----- INFORMATION SUPPLIED

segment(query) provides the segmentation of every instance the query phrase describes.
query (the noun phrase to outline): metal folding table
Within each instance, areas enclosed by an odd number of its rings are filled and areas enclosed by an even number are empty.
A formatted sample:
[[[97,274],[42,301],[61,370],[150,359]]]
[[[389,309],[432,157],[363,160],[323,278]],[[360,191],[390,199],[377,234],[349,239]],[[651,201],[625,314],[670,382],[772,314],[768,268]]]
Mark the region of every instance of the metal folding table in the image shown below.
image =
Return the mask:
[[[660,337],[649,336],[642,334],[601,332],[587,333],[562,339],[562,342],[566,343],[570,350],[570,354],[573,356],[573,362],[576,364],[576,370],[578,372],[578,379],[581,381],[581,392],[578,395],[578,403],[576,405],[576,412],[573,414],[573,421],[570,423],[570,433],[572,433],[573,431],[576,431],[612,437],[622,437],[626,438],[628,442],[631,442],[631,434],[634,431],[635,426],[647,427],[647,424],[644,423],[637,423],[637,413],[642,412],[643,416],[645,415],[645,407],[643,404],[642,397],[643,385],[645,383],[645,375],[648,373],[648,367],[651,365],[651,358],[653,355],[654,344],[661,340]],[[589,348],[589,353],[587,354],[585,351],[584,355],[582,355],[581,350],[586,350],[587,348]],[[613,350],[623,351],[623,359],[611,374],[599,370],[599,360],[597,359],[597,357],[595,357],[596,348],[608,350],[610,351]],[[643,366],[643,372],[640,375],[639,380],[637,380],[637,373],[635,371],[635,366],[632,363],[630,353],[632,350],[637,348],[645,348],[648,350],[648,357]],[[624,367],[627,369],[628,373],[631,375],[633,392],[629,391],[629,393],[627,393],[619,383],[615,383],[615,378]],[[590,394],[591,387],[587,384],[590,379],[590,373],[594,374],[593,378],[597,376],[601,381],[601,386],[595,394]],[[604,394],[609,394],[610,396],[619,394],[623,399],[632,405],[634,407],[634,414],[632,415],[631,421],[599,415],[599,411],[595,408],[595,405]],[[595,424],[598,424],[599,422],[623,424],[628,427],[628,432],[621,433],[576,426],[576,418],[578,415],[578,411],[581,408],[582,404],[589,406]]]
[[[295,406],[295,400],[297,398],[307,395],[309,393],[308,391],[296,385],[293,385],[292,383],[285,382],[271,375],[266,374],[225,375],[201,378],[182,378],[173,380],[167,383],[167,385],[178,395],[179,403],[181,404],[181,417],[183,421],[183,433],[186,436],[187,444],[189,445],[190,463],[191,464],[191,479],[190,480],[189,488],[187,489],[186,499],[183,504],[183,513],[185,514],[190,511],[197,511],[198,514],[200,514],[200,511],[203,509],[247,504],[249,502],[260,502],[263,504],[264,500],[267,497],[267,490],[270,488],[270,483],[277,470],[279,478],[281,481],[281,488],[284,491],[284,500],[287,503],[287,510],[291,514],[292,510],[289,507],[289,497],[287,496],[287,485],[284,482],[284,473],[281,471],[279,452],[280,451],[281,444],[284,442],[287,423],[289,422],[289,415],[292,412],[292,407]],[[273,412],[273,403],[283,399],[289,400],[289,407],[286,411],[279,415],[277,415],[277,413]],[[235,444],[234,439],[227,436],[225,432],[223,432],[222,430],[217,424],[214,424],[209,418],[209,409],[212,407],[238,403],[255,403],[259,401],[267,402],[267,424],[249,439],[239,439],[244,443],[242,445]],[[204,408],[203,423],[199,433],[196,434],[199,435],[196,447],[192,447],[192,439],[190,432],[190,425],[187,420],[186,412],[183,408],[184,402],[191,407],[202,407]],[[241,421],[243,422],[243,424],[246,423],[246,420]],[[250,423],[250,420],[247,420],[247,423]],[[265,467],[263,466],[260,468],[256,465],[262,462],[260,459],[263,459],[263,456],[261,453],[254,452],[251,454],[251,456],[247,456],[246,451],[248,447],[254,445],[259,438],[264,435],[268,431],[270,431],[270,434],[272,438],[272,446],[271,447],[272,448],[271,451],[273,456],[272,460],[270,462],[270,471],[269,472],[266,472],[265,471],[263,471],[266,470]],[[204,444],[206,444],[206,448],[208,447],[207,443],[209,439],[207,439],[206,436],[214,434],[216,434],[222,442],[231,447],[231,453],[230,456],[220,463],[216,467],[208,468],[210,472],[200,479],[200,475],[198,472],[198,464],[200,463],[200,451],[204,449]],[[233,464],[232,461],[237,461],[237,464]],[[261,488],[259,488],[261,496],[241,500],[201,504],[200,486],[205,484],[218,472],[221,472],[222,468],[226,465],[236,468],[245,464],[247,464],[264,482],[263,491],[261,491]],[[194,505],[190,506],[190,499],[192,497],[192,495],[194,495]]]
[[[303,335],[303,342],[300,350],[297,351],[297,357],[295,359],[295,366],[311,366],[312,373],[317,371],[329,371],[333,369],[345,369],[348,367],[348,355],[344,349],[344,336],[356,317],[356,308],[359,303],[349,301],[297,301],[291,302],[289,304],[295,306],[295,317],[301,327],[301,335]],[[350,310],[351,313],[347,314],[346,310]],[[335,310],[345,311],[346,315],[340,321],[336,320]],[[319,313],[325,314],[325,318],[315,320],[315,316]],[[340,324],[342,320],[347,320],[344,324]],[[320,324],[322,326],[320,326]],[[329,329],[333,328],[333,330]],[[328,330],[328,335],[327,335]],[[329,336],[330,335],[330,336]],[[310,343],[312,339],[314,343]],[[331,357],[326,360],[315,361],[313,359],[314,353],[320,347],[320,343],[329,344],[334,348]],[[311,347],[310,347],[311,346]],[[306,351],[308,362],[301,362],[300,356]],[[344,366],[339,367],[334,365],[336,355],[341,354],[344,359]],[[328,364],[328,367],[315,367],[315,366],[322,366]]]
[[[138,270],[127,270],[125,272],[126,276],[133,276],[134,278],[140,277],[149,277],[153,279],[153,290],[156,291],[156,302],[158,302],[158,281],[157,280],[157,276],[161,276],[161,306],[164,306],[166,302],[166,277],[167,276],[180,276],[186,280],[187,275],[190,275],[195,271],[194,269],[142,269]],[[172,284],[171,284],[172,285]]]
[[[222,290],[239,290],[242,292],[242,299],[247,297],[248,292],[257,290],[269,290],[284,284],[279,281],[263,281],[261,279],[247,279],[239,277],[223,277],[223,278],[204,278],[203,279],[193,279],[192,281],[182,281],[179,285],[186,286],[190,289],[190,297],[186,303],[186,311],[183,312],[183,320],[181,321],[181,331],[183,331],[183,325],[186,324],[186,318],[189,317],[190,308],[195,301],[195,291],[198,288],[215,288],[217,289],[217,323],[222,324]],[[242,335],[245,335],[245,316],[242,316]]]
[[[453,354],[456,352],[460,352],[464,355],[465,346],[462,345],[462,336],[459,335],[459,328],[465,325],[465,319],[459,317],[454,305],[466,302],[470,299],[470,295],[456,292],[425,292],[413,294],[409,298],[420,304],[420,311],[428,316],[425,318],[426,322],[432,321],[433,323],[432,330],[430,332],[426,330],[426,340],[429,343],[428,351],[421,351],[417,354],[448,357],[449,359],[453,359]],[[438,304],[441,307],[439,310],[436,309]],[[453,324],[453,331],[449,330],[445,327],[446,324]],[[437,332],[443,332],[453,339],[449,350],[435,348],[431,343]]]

----------

**WHAT IS BEING ASKED**
Turn the lines from the start of the records through the line containing "Within each instance, areas", inclusive, into a Markdown table with a Row column numbering each line and a Text column holding the line itself. Leave out any blank lines.

**IN RESPONSE**
| Row | Text |
|---|---|
| 1 | segment(query) provides the segmentation of every instance the query phrase describes. |
| 2 | query (the noun phrase to outline): metal folding table |
| 3 | Within each instance, areas enclosed by an odd number of its rings are filled and areas enclosed by an even number are empty. |